**Exercise details**. Where does the word "forearm" show up in the records? Copy every line that has it.

(Image point grounding data)
★ ★ ★ ★

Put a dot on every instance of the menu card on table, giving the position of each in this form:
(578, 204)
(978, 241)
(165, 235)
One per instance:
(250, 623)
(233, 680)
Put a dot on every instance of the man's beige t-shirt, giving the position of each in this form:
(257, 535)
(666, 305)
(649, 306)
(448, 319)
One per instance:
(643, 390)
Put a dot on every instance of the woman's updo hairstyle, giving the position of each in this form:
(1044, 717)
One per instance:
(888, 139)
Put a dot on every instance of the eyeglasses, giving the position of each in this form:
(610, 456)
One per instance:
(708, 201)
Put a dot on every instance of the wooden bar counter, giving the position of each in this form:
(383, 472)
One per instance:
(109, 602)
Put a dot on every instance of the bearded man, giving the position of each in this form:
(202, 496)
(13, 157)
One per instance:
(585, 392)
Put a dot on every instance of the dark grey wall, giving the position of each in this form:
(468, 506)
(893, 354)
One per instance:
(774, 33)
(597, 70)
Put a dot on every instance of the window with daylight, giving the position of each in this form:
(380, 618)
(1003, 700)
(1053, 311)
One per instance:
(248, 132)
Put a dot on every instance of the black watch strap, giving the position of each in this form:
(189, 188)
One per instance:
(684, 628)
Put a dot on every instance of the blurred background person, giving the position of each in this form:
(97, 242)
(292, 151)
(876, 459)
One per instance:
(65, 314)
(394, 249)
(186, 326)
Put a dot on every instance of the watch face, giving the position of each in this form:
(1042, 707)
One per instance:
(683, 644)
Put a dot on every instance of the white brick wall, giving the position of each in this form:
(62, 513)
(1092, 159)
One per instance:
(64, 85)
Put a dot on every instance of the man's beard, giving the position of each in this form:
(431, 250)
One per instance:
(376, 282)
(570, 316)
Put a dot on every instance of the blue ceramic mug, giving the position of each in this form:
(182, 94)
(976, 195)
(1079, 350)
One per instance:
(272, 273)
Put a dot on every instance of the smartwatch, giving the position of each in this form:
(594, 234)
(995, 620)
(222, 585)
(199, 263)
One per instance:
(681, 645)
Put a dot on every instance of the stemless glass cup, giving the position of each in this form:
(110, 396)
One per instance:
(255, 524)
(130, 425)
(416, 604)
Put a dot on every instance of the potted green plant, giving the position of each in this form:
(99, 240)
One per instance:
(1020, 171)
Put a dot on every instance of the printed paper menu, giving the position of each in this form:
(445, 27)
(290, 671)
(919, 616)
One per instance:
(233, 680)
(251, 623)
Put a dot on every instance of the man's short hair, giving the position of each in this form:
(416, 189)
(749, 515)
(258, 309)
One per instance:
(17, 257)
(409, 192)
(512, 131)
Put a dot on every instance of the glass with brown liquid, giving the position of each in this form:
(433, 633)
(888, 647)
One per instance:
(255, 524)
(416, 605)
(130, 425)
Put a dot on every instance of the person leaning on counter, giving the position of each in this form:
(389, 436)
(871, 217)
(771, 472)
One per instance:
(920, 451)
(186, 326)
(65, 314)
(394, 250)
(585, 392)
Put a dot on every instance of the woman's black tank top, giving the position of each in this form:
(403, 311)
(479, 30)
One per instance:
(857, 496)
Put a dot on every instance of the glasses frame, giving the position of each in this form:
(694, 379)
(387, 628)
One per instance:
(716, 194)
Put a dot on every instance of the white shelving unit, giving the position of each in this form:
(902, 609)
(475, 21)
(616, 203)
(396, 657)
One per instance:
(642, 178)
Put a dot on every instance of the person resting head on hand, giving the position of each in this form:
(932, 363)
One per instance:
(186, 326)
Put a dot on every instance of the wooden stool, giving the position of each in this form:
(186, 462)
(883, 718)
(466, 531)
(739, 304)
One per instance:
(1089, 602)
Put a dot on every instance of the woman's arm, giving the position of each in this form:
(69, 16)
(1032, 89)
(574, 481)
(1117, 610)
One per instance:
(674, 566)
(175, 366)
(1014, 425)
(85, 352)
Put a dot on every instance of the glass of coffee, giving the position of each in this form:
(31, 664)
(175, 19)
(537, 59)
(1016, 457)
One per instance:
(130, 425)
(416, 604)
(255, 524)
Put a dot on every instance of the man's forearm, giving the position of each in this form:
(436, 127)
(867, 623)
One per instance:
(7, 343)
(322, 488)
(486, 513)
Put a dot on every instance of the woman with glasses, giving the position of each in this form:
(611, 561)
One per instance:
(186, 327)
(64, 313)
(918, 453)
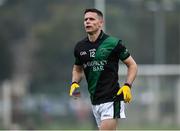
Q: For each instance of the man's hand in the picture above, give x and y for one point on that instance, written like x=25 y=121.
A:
x=126 y=90
x=74 y=90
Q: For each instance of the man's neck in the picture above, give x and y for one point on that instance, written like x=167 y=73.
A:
x=93 y=37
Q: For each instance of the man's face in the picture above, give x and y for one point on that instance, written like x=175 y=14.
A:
x=92 y=22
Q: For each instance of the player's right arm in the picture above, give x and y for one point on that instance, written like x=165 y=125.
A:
x=77 y=74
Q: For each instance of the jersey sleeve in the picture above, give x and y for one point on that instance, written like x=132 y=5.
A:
x=77 y=59
x=124 y=53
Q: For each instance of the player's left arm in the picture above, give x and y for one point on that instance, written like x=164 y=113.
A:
x=131 y=69
x=131 y=74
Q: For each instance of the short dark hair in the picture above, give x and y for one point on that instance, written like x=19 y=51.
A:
x=98 y=12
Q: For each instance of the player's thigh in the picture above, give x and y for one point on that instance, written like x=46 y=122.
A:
x=108 y=124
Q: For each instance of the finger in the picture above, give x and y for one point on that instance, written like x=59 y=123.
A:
x=119 y=92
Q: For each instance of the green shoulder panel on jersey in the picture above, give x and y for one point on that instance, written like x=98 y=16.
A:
x=101 y=57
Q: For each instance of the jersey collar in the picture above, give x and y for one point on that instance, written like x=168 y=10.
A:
x=100 y=37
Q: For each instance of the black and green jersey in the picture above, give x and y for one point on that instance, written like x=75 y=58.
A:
x=100 y=63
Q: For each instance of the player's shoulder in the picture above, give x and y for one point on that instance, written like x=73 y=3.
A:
x=81 y=42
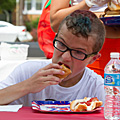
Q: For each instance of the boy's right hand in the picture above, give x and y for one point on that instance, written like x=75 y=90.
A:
x=44 y=77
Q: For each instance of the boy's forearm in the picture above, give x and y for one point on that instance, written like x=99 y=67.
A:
x=12 y=93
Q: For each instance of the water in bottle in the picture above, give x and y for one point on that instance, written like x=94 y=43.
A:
x=112 y=87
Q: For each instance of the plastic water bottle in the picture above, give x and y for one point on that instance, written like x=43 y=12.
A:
x=74 y=2
x=112 y=87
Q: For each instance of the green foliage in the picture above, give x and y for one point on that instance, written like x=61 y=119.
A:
x=8 y=5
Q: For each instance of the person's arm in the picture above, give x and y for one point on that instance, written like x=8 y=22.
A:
x=40 y=80
x=60 y=9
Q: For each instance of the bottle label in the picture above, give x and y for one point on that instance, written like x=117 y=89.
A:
x=112 y=79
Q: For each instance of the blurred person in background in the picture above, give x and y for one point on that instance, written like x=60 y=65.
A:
x=60 y=9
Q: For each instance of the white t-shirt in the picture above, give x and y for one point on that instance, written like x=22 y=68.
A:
x=95 y=8
x=91 y=85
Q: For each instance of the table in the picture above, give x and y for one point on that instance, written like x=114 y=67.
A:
x=6 y=67
x=26 y=113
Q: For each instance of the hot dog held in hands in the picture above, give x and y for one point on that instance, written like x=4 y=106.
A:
x=66 y=70
x=86 y=104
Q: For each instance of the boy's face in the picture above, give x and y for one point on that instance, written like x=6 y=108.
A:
x=82 y=44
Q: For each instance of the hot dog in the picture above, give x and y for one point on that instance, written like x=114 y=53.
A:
x=86 y=104
x=66 y=70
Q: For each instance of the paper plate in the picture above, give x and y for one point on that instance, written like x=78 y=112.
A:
x=56 y=106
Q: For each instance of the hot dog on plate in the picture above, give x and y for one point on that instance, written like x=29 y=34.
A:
x=86 y=104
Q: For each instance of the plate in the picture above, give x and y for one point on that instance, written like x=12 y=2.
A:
x=56 y=107
x=111 y=21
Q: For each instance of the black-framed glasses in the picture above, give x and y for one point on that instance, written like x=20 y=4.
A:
x=74 y=53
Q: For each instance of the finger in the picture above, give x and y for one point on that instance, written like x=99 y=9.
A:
x=50 y=72
x=52 y=65
x=115 y=2
x=49 y=78
x=119 y=2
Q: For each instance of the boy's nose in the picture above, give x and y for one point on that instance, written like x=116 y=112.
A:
x=66 y=56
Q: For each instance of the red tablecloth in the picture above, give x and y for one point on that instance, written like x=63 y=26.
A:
x=26 y=113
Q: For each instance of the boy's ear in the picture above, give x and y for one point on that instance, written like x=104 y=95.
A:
x=95 y=57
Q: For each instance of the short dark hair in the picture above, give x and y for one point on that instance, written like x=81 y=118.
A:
x=85 y=23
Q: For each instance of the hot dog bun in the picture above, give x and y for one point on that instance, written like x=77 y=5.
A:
x=113 y=6
x=85 y=104
x=66 y=70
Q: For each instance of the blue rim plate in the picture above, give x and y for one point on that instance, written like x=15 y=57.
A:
x=56 y=107
x=111 y=21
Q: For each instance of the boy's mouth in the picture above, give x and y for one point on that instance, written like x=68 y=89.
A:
x=60 y=63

★ ★ ★ ★

**Reply to the exercise**.
Put a dot on every instance of the man's forearm, giving the position of each in this form:
Q: For each instance of the boy's forearm in the picture above, give x and y for one point on that instance, written like x=99 y=67.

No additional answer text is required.